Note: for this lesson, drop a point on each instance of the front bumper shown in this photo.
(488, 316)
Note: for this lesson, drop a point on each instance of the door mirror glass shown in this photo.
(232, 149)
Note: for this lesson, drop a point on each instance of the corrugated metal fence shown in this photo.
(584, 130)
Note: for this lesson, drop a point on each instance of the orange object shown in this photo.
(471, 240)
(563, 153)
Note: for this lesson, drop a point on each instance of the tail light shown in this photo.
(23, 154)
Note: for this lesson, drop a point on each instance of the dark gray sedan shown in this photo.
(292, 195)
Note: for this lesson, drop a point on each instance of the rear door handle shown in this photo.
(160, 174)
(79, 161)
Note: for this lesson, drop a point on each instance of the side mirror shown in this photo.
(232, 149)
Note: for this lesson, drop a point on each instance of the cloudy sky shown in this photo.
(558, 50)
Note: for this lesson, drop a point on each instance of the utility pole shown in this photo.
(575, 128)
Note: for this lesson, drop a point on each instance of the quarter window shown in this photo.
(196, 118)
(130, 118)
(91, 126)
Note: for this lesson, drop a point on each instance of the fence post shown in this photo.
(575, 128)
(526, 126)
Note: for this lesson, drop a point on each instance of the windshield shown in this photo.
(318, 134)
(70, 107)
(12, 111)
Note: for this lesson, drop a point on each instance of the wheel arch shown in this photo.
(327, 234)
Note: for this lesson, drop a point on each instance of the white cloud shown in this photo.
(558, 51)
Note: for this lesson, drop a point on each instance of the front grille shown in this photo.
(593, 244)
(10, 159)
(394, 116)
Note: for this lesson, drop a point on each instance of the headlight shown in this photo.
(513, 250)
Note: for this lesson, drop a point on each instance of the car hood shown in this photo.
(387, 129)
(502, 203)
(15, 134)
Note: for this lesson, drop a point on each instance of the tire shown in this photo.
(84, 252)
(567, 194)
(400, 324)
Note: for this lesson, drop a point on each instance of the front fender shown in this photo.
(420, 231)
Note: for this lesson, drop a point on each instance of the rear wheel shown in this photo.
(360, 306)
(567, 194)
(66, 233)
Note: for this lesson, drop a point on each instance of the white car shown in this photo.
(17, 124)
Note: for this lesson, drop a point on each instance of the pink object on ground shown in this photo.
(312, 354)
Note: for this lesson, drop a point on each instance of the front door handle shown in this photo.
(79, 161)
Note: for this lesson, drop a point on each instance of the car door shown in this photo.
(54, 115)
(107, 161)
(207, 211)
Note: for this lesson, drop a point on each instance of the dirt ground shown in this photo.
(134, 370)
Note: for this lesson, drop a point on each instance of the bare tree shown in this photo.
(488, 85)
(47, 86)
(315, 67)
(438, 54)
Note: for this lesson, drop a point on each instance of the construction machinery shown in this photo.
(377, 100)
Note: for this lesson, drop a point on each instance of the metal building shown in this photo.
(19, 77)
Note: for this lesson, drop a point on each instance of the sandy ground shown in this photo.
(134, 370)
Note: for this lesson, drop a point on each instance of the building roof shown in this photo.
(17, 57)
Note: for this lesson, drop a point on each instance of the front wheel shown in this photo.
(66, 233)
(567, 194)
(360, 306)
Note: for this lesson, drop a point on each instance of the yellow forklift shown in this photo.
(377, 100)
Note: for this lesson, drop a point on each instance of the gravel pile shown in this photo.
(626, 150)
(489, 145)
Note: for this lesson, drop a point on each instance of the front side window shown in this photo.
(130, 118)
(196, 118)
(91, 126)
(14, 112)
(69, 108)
════════════════════
§ WHAT IS NEEDED
Repeat exactly, and only, the lines from the line with "sandy ground shown in this photo." through the end of the listing above, both ends included.

§ EXERCISE SOLUTION
Note: for this lesson, drop a point on each instance of the sandy ground shown in this photo.
(134, 370)
Note: for this lesson, drop a point on each instance of the building roof shown in this photo.
(17, 57)
Note: for this lesson, drop a point on each instance of the front wheel shown in this photo.
(66, 233)
(567, 194)
(360, 306)
Note: for this lesson, drop a point on each instance of the yellow forklift shown in this photo.
(377, 100)
Note: for this lesson, drop a point on each instance of the gravel pile shown in this photo.
(626, 150)
(489, 145)
Note: for this lesson, drop a point on each instance of the front side window shown in this photo.
(130, 118)
(196, 118)
(91, 126)
(14, 112)
(69, 108)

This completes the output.